(Bounding box data excerpts)
★ ★ ★ ★ ★ ★ ★

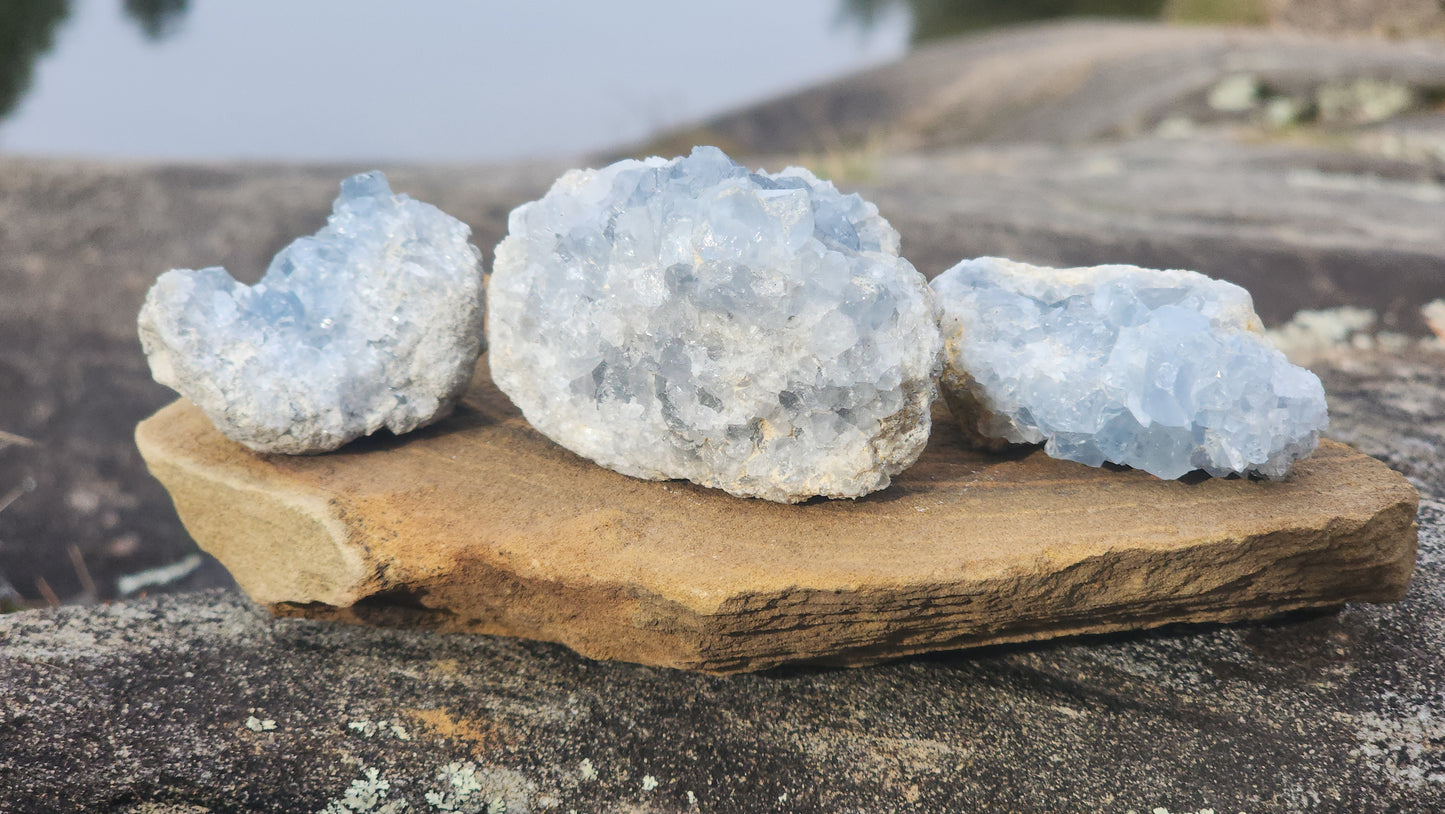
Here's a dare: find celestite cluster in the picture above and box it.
[932,257,1328,479]
[139,172,483,454]
[487,147,941,502]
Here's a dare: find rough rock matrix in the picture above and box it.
[932,257,1328,479]
[140,172,483,454]
[487,147,941,503]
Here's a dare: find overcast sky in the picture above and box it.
[0,0,907,160]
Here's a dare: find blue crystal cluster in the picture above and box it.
[487,147,941,502]
[139,172,483,453]
[932,257,1328,479]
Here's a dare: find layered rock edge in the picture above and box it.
[136,360,1419,674]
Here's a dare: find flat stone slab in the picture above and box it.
[136,359,1418,672]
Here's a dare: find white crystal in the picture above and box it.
[139,172,483,454]
[933,257,1328,479]
[487,147,941,502]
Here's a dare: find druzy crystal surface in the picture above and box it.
[487,147,941,502]
[140,172,483,454]
[932,257,1328,479]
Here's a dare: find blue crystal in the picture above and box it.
[932,257,1328,479]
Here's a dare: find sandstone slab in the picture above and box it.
[136,360,1418,672]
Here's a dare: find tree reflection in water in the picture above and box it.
[0,0,189,120]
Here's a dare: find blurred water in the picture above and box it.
[0,0,910,160]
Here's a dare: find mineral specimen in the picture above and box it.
[139,172,483,454]
[487,147,941,503]
[933,257,1328,479]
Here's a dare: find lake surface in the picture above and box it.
[0,0,910,162]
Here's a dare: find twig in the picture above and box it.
[69,542,100,600]
[0,429,36,450]
[35,577,61,607]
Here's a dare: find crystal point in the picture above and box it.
[487,147,941,502]
[139,172,483,454]
[932,257,1328,479]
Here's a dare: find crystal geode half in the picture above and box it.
[139,172,483,454]
[487,147,941,503]
[932,257,1328,479]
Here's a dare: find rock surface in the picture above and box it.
[487,147,941,503]
[139,172,483,454]
[0,23,1445,603]
[932,257,1328,479]
[136,357,1416,672]
[0,15,1445,814]
[0,348,1445,814]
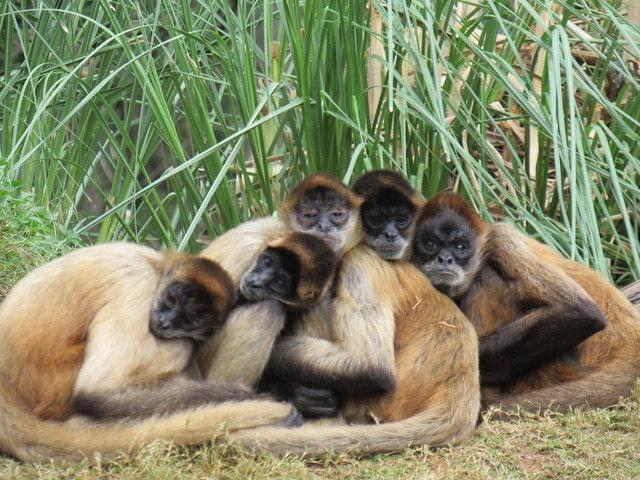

★ ★ ★ ★ ★ ★ ★

Work required :: Rewrite every line of the records above as a numbered list, skipping blank lines and leaving out the pictures.

Full answer ::
1. Here's a dare: find celestite cluster in the picture above and box it.
2. [932,257,1328,479]
3. [139,172,483,454]
4. [487,147,941,502]
5. Here's a dare: find rough rock matrix in the picture above and box it.
6. [932,257,1328,479]
7. [140,172,483,454]
8. [487,147,941,503]
9. Here's a dare: find overcast sky in the picture above and box it.
10. [0,0,907,160]
11. Here's a dare: find blue crystal cluster in the picture above and box it.
12. [487,147,941,502]
13. [139,172,483,453]
14. [932,257,1328,479]
15. Here's a dare: find layered rock edge in the picture above and box it.
16. [136,360,1419,674]
17. Here's a dare: find flat stone slab in the picture above and box it.
18. [136,359,1418,672]
19. Here's a dare: find white crystal in the picture above and box it.
20. [139,172,483,454]
21. [933,257,1328,479]
22. [487,147,941,502]
23. Here's a dare: find druzy crystal surface in the picture above and box it.
24. [487,147,941,502]
25. [140,172,483,454]
26. [932,257,1328,479]
27. Here's a dare: find blue crystal in the picture above and box it.
28. [932,257,1328,479]
29. Here's a dare: find sandstone slab in the picture above and box it.
30. [136,360,1418,672]
31. Here's a dare: find tree reflection in water in the picture above and box it.
32. [0,0,189,120]
33. Here's a dare: find blurred water in the picture above and box it.
34. [0,0,910,160]
35. Here's a dare: find mineral specimen in the picture above and box it.
36. [139,172,483,454]
37. [487,147,941,503]
38. [933,257,1328,479]
39. Here's a dare: find lake surface in the picture above and box it.
40. [0,0,910,162]
41. Here's a dare: find twig in the picture above and box it.
42. [69,542,100,600]
43. [0,429,36,450]
44. [35,577,61,607]
45. Here's a dare: find crystal point in the picture above and box it.
46. [487,147,941,502]
47. [139,172,483,454]
48. [932,257,1328,479]
49. Here's a dare: find crystal geode half in the picture above and box it.
50. [139,172,483,454]
51. [487,147,941,503]
52. [932,257,1328,479]
53. Here's a dare: find rock surface in the picture above and box it.
54. [487,147,941,503]
55. [139,172,483,454]
56. [0,23,1445,603]
57. [932,257,1328,479]
58. [136,357,1416,672]
59. [0,15,1445,814]
60. [0,348,1445,814]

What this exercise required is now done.